Text excerpt:

The leadership clearing the air

MP Tariana Turia speaks at Arai Te Uru Whare Hauora in 2004. File photo: Peter McIntosh
MP Tariana Turia speaks at Arai Te Uru Whare Hauora in 2004. File photo: Peter McIntosh
A new documentary shows what leadership can look like.

I seem to have dodged addiction to nicotine in my life, unlike many of my peers growing up. Just as I don’t blame those who are addicted, I cannot take the credit for not having this addiction. The absence of nicotine addiction in my life has been through a variety of accidents of birth and opportunity.

For young people today it is different. Those who manage to avoid the lures of the tobacco industry can, to a considerable extent, thank the community leaders who took on big tobacco and made the air cleaner for all of us.

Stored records
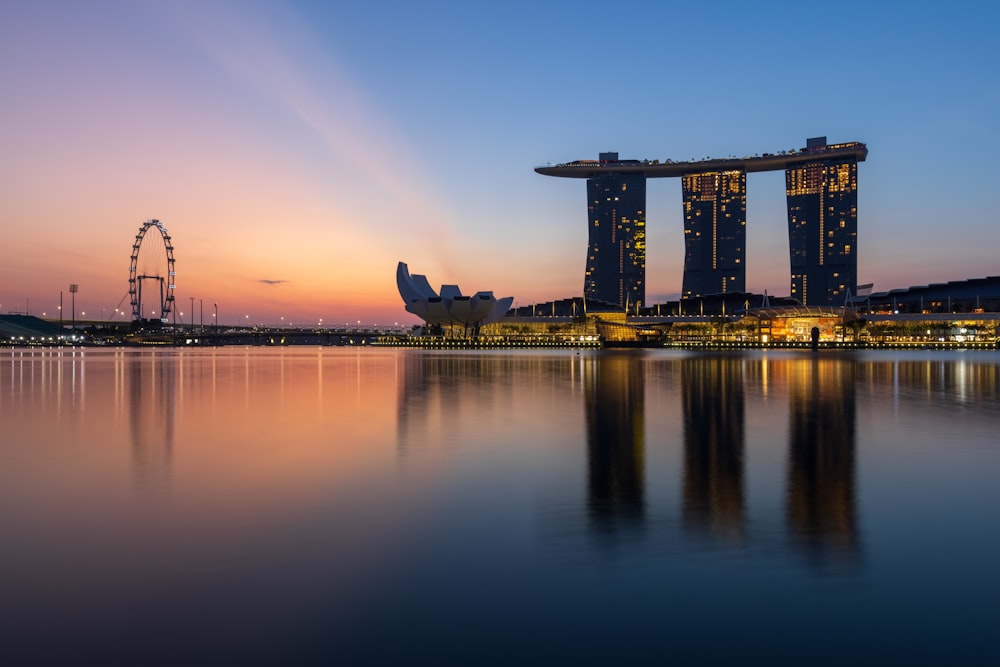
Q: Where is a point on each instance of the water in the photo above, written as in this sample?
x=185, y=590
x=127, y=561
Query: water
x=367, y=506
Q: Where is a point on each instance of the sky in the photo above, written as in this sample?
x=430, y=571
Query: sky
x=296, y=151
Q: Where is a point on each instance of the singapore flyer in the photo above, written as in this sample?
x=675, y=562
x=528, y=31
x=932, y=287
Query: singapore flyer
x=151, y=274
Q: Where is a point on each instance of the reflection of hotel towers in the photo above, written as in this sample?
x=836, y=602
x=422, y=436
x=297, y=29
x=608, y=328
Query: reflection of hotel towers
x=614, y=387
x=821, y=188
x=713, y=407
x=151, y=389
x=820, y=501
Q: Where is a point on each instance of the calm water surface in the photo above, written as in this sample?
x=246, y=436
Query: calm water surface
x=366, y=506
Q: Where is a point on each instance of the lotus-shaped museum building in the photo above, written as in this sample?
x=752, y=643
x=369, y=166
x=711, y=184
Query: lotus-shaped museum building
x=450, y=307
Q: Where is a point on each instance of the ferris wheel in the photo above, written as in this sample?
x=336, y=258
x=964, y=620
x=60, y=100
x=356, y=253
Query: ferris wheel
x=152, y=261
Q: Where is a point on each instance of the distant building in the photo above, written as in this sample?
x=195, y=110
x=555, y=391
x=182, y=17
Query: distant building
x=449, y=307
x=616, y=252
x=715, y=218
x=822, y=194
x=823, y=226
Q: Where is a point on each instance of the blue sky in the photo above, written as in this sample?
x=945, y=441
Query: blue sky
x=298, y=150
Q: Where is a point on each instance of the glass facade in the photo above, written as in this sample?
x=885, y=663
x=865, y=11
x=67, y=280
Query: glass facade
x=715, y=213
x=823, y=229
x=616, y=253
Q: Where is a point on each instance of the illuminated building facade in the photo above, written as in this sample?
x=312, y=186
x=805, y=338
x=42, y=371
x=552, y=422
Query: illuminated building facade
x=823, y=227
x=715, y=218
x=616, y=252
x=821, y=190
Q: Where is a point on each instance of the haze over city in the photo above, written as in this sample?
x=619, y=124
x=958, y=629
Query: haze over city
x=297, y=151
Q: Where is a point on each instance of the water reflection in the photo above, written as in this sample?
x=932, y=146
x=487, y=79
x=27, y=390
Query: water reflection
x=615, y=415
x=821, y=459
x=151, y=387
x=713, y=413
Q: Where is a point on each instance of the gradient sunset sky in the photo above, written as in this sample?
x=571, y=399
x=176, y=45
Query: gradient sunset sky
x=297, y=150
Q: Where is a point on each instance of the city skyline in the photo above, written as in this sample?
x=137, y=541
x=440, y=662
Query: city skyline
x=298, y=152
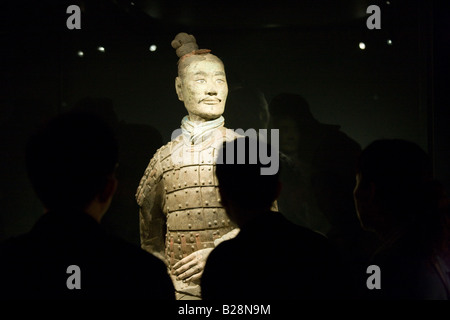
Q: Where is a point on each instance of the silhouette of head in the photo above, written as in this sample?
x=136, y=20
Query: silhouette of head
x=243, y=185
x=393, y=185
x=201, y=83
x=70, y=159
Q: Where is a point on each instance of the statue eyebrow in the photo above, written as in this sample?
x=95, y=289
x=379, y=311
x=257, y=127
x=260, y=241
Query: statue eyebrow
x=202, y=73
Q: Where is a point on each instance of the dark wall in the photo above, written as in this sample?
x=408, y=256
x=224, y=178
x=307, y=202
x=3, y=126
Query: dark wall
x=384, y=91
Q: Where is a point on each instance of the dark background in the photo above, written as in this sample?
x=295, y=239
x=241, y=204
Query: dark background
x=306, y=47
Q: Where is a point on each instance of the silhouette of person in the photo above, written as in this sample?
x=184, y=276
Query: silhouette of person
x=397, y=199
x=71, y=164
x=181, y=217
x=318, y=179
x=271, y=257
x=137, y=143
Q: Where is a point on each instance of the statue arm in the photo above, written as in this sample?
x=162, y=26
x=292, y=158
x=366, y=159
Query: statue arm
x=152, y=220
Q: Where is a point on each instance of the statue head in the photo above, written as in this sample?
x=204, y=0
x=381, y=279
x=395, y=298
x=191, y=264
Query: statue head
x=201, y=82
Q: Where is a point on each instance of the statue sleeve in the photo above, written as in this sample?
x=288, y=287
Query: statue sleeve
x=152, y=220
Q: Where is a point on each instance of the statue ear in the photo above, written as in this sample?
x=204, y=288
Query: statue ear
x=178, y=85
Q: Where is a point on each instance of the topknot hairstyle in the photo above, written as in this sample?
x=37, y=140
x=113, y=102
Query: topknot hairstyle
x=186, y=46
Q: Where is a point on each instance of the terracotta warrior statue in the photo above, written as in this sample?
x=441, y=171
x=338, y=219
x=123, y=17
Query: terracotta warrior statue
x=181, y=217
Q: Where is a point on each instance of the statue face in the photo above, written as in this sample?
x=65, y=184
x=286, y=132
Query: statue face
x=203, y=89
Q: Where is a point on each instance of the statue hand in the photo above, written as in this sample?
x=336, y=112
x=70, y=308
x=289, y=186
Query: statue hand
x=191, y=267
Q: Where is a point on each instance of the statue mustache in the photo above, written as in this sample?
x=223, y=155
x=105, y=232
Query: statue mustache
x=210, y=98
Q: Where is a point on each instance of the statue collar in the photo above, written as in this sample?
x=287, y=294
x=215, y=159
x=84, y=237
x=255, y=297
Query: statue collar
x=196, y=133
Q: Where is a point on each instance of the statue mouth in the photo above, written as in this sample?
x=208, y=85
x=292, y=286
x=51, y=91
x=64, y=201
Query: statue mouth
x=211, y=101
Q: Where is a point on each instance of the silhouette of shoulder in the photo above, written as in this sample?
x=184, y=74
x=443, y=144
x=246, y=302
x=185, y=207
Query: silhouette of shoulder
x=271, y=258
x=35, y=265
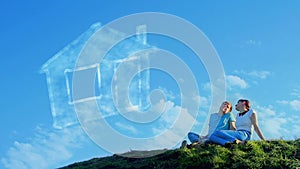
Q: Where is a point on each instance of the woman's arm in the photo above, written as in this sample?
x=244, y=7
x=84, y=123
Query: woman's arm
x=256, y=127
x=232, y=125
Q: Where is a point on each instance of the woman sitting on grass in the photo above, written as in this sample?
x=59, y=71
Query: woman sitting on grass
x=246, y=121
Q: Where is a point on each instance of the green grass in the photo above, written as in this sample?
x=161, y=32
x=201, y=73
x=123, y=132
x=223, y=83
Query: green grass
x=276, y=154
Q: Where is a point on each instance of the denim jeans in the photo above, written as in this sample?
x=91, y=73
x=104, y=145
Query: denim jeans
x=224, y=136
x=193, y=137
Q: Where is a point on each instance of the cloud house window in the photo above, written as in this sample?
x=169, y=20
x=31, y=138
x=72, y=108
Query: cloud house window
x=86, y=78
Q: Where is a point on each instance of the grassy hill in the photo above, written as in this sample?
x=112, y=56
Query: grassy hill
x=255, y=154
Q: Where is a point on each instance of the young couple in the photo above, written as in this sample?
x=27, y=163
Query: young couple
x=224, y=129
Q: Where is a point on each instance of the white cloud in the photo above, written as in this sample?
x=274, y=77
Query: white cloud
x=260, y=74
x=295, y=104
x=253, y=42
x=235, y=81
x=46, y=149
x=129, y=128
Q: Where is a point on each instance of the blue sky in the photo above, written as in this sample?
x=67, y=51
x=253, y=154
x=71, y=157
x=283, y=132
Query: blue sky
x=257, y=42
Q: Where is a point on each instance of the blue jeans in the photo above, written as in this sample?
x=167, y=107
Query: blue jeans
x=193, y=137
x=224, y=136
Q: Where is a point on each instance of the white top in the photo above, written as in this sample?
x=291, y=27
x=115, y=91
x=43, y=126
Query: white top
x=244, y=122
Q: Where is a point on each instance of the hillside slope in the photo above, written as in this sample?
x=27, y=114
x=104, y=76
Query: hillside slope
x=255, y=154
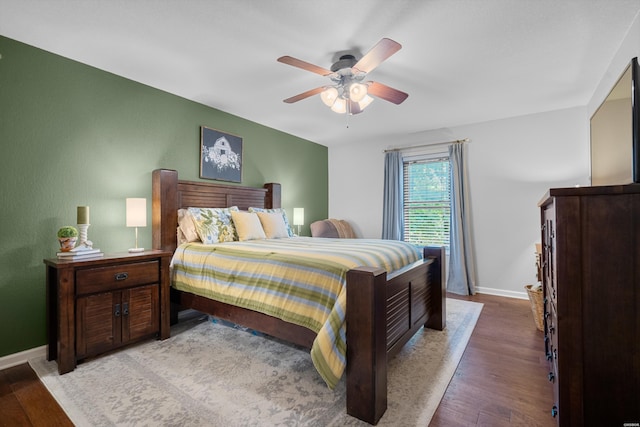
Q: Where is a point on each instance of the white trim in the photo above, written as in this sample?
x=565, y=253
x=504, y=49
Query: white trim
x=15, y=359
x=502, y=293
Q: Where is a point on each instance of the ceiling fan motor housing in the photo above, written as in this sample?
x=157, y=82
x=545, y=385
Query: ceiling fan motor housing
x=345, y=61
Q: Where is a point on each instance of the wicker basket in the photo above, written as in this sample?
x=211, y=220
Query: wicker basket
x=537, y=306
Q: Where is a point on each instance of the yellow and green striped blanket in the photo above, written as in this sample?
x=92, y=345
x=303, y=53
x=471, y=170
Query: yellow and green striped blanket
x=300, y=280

Explore the material:
1. Answer these questions on the text on tobacco and leadership:
(a) In the photo caption, who is speaking, and at what place and in what year?
(b) To what does the writer attribute the absence of nicotine addiction in the writer's own life?
(c) Whom can young people who avoid the lures of the tobacco industry thank, according to the text?
2. Pick up the text on tobacco and leadership after its final sentence and continue it.
The records come from a source other than the text on tobacco and leadership.

Task-by-task results:
1.
(a) MP Tariana Turia, at Arai Te Uru Whare Hauora in 2004.
(b) A variety of accidents of birth and opportunity.
(c) The community leaders who took on big tobacco and made the air cleaner for all of us.

2.
I’ve written about leadership in this column before, at that time focusing on a few inspirational people profiled in an excellent book, Te Kai a te Rangatira, during a period when the general electioneering was downright horrible. Sadly, the neoconservative and individualistic values of those spinning the right-wing rhetoric are now driving our central government leadership. We hear and see their beliefs in the economic approach of "trickle down".

An obvious place where their leadership will be responsible for harm in Aotearoa New Zealand, is associated with nicotine and tobacco use.

So, in times like these, it’s worth remembering the foresight and leadership of others who have long fought to reduce that harm, through initiatives such as Tupeka Kore, undertaken by a collective of Māori organisations and advocates.

I was lucky enough to attend the world premiere of a documentary that shares that history, Tupeka Kore: The Whakapapa of Māori Tobacco Control in Aotearoa NZ. Through the documentary, I had a glimpse into the globally significant leadership by the late, great kuia and Te Tohu Kairangi/Dame Tariana Turia, and others. There were key points in this documentary that people who hold positions in our current central government would do well to heed.

Key people and key events have stood up, stood tall and stood firm.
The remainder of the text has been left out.